TASKS TO COMPLETE:
1) From the forum thread about Director's SSH errors on Azure master nodes, transcribe the passage starting with "We have a need" and going on through "of this requirement.".
2) In the forum thread about Director's SSH errors on Azure master nodes, what default timeout does the reply give for Director cycling through the IPs?

Support Questions

dturner · ‎07-10-2019

We have a need to enable public IPs on the master nodes due to an requirement in Azure when adding instances to a load balancer pool. Our cluster is accessed via private IPs only, outside of this requirement.

Within the cluster bootstrap file, we enable public IPs for the master instance groups. During deployment, director will throw an error similar to the following for some but not all master nodes:

', errorInfo=ErrorInfo{code=INSTANCE_SSH_PORT_UNAVAILABLE, properties={sshServiceEndpoints=[BaseServiceEndpoint{hostEndpoint=HostEndpoint{hostAddressString='10.0.14.15', hostAddress=Optional.of(/10.0.14.15)}, port=Optional.absent(), url=Optional.absent()}, BaseServiceEndpoint{hostEndpoint=HostEndpoint{hostAddressString='52.232.245.168', hostAddress=Optional.of(/52.232.245.168)}, port=Optional.absent(), url=Optional.absent()}]}, causes=[]}}

[2019-07-10 02:49:45.507 +0000] INFO [p-d4ed238466ce-WaitForSshToSucceed] 5f79b1c9-b7d6-41d0-a933-0cfff86cf6e4 POST /api/d6.2/environments/azuresb/deployments/azuresb-1/clusters com.cloudera.launchpad.bootstrap.WaitForServersUntilTime - com.cloudera.launchpad.bootstrap.WaitForServersUntilTime: Waiting until 2019-07-10T03:09:45.038Z for an accessible port on endpoints [10.0.14.15:22, 40.79.57.122:22]

From the logs, it look like Director should try both IP's. I confirmed that I can ssh to the instance's private IP from Director - which leads me to believe it tried to SSH via the public IP, failed, and never tried to connect via the private IP. As I mentioned, this does not happen for all masters, however all masters are configured identically - with a private and public IP.

Can someone confirm if both IP's would need to be accessible from the Director server for the installation to continue?

dturner · ‎08-16-2019

We discovered that there were sporadic network issues in the tunnel between Azure and AWS ( our director instance is in AWS). Our assumption is that this was causing transient connection issues between director and Azure instances. Declaring issue solved for now as we no longer are experiencing it.

View solution in original post

dhan · ‎07-11-2019

You are correct in that Director will attempt to connect via each IP in the list, preferring to connect over the private IP. You should be fine if only one of the IPs is accessible. Director should cycle through the IPs until the configured timeout, default 20 minutes after instance allocation.

Dataset entries

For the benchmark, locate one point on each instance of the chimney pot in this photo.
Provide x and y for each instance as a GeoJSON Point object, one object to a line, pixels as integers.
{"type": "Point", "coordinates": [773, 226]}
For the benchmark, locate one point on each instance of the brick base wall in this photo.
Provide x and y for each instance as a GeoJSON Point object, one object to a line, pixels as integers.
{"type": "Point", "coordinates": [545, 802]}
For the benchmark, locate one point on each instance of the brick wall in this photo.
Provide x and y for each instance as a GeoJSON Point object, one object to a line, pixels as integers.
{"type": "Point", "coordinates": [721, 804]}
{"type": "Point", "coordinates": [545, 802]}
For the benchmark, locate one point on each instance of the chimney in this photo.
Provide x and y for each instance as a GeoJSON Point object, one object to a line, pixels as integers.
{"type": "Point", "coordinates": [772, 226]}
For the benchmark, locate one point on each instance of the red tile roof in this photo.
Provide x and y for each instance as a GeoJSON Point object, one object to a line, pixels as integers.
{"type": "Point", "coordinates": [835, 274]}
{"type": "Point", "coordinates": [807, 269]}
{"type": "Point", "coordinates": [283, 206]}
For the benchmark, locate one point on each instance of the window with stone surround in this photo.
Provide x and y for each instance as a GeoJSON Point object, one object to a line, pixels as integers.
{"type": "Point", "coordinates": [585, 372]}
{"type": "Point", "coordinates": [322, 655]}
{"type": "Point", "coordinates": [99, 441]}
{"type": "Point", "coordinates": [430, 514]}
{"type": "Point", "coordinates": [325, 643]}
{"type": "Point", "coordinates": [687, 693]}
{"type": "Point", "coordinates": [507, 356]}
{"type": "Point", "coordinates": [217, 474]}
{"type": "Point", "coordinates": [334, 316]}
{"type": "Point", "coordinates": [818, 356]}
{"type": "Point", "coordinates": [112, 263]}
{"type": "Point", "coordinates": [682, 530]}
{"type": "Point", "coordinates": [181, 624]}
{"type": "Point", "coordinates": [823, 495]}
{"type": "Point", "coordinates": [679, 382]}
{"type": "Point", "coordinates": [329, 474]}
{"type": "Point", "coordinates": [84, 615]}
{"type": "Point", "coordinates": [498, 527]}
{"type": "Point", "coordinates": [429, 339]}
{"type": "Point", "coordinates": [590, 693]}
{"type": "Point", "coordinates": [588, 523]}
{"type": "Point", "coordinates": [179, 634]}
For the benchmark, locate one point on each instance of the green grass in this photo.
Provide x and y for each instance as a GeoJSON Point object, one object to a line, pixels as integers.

ANSWERS TO THE PROBLEMS:
1)
We have a need to enable public IPs on the master nodes due to an requirement in Azure when adding instances to a load balancer pool. Our cluster is accessed via private IPs only, outside of this requirement.

2) 20 minutes after instance allocation.